_Passage to read:_

# How Did You Manage It?



## MaddieMagoo (Aug 14, 2007)

I have been wondering this for quite sometime. 

I know a few of you on here have been showing dogs since you were a teen. How did you manage school, homework, dog shows, TRAINING the dogs...and the list could go on. I have a few shows I'd like to attend in January, I think I'd do some Rally in them to finish her RE title. And then start in the spring on Obedience. 

But how did you manage it?

I can barely fit in training time, now that basketball has started!:nana:

I don't know what to do...and the homework will keep piling up, up until Christmas...GRRR!

I'd like some advice...please!


----------



## FlyingQuizini (Oct 24, 2006)

I think it just makes for some really looooong days - which lets you know in the end how badly you really want it!

I have a Jr. Trainer that I work with who shows and trains her Aussie in agility and conformation. She's also on the volleyball team at school, does FFA, volunteers at her vet's office and assists me in classes one night a week. During volley ball season, she's at school a few days a week from 6:50am -6:30pm and then goes straight to agility practice. On the weekends, she's sitting with her laptop doing homework between runs of agility. It's a crazy schedule, but it makes her happy.


----------



## TheHooch (May 9, 2007)

FlyingQuizini said:


> I think it just makes for some really looooong days - which lets you know in the end how badly you really want it!
> 
> I have a Jr. Trainer that I work with who shows and trains her Aussie in agility and conformation. She's also on the volleyball team at school, does FFA, volunteers at her vet's office and assists me in classes one night a week. During volley ball season, she's at school a few days a week from 6:50am -6:30pm and then goes straight to agility practice. On the weekends, she's sitting with her laptop doing homework between runs of agility. It's a crazy schedule, but it makes her happy.


Dang where are all these super kids coming from. I use to get a headache just reading the posts between IvanD and Katie and Dusty when they talked about school.


----------



## bizzy (Mar 30, 2007)

_Written instruction:_
Write the next part of the forum thread above about balancing dog shows and training with school, starting right after its last line.

(Dataset excerpts on object pointing)
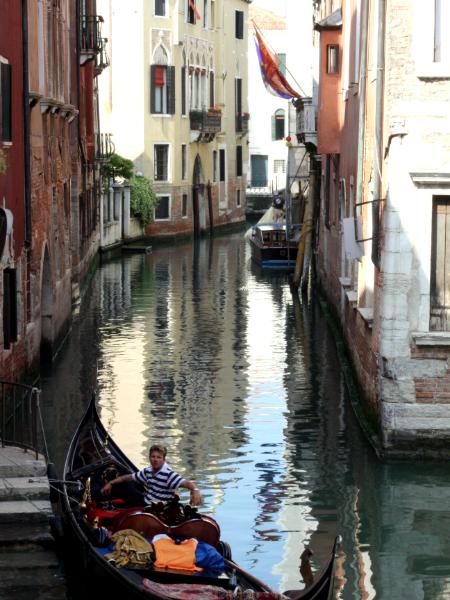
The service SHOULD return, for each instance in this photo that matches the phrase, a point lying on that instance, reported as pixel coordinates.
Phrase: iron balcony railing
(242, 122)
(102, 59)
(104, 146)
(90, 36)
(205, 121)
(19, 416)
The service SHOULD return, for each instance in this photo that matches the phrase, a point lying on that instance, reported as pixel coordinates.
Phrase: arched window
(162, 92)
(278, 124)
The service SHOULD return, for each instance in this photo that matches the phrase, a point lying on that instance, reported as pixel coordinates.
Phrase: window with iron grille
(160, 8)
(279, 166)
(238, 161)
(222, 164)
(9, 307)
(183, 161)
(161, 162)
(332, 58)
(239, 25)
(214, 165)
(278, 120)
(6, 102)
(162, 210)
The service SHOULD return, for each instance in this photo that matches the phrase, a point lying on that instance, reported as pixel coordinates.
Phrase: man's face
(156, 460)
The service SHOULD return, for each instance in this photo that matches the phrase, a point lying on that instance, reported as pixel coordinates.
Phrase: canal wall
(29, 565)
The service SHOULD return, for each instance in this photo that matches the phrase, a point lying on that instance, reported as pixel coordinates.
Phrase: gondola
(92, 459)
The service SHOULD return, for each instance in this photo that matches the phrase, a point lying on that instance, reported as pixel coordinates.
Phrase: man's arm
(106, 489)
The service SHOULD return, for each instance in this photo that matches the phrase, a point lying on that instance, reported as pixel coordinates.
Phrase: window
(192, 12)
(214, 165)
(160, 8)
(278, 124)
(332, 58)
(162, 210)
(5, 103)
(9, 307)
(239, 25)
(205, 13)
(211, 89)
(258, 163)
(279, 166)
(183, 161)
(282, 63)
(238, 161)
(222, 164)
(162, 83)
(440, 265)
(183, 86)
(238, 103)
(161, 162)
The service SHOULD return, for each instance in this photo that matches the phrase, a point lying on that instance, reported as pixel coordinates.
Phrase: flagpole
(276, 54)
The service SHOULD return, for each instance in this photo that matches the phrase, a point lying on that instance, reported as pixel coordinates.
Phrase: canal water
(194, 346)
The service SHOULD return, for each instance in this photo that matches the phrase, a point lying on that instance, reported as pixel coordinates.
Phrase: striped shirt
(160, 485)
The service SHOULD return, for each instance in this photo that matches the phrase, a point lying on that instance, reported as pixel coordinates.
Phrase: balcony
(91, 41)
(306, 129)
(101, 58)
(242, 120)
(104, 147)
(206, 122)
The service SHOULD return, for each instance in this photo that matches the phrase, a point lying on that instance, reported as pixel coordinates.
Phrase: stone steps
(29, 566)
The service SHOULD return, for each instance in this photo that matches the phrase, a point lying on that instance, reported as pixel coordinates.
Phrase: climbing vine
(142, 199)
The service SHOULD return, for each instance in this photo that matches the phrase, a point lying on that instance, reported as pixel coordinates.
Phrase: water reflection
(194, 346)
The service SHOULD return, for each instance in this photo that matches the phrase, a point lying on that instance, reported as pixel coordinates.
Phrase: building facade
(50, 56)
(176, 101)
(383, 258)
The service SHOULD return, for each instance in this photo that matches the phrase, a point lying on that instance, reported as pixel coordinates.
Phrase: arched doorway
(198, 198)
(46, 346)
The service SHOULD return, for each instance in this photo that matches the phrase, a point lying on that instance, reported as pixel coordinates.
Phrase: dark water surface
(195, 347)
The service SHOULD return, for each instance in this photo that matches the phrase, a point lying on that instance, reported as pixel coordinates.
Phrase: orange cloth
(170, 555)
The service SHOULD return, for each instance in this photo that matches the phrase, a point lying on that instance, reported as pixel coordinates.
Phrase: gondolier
---
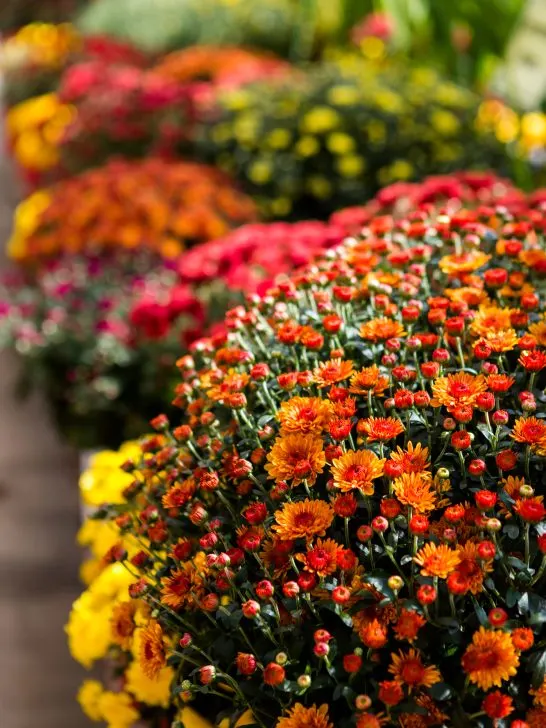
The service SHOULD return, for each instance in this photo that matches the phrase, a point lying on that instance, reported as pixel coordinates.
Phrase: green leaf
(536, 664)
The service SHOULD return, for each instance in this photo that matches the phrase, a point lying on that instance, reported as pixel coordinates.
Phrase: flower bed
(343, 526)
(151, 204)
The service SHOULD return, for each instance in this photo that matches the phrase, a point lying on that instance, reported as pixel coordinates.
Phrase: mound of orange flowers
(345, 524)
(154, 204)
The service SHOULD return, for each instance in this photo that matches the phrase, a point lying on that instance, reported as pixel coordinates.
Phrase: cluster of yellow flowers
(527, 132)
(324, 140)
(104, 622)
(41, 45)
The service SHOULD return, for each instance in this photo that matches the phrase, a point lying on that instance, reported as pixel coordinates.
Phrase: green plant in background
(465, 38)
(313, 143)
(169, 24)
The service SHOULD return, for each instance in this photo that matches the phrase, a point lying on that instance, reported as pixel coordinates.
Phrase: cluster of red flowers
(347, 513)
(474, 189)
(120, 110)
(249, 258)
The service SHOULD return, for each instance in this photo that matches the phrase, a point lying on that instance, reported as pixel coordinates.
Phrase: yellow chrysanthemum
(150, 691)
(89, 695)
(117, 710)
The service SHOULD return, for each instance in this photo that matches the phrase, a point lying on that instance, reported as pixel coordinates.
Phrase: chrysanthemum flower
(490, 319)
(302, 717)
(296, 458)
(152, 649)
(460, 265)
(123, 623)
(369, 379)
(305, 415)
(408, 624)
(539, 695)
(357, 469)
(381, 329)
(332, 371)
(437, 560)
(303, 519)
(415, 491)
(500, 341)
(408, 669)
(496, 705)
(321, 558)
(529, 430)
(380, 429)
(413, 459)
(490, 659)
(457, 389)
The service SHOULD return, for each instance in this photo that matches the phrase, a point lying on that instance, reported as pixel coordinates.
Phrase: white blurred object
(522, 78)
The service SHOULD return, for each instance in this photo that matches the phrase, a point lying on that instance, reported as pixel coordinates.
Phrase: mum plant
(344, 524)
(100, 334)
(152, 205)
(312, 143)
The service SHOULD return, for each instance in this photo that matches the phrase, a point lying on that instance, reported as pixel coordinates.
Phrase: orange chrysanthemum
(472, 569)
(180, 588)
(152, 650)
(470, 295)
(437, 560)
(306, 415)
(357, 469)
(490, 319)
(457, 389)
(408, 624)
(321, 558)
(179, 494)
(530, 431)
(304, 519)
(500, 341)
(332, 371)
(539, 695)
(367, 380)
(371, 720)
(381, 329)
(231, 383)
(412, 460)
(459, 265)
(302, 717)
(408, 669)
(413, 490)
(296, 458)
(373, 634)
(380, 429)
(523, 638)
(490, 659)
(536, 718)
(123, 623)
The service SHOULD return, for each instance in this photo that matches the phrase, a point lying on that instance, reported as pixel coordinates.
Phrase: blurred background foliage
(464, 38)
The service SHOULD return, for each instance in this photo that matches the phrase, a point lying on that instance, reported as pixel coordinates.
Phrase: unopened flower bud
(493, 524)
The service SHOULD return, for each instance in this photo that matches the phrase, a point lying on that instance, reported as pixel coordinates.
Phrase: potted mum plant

_Result below:_
It is an incredible balancing act. I can relate because I am also in school. I am not in high school but doing advanced college work to become a chiropractor. I am often at school from 7-5 then still have to come home and study,study,study. I am also working on getting my girl ready to show again. It comes down to deciding what you must do (school) and what your want to do and what you really want to do. It is never going to be easy. It is learning how to balance work and fun and that is something you will ALWAYS be doing. Its the grown up world. Do your best at what you are doing but make sure you are having fun. When its not fun that is when you need to stop. Good luck


----------



## TheHooch (May 9, 2007)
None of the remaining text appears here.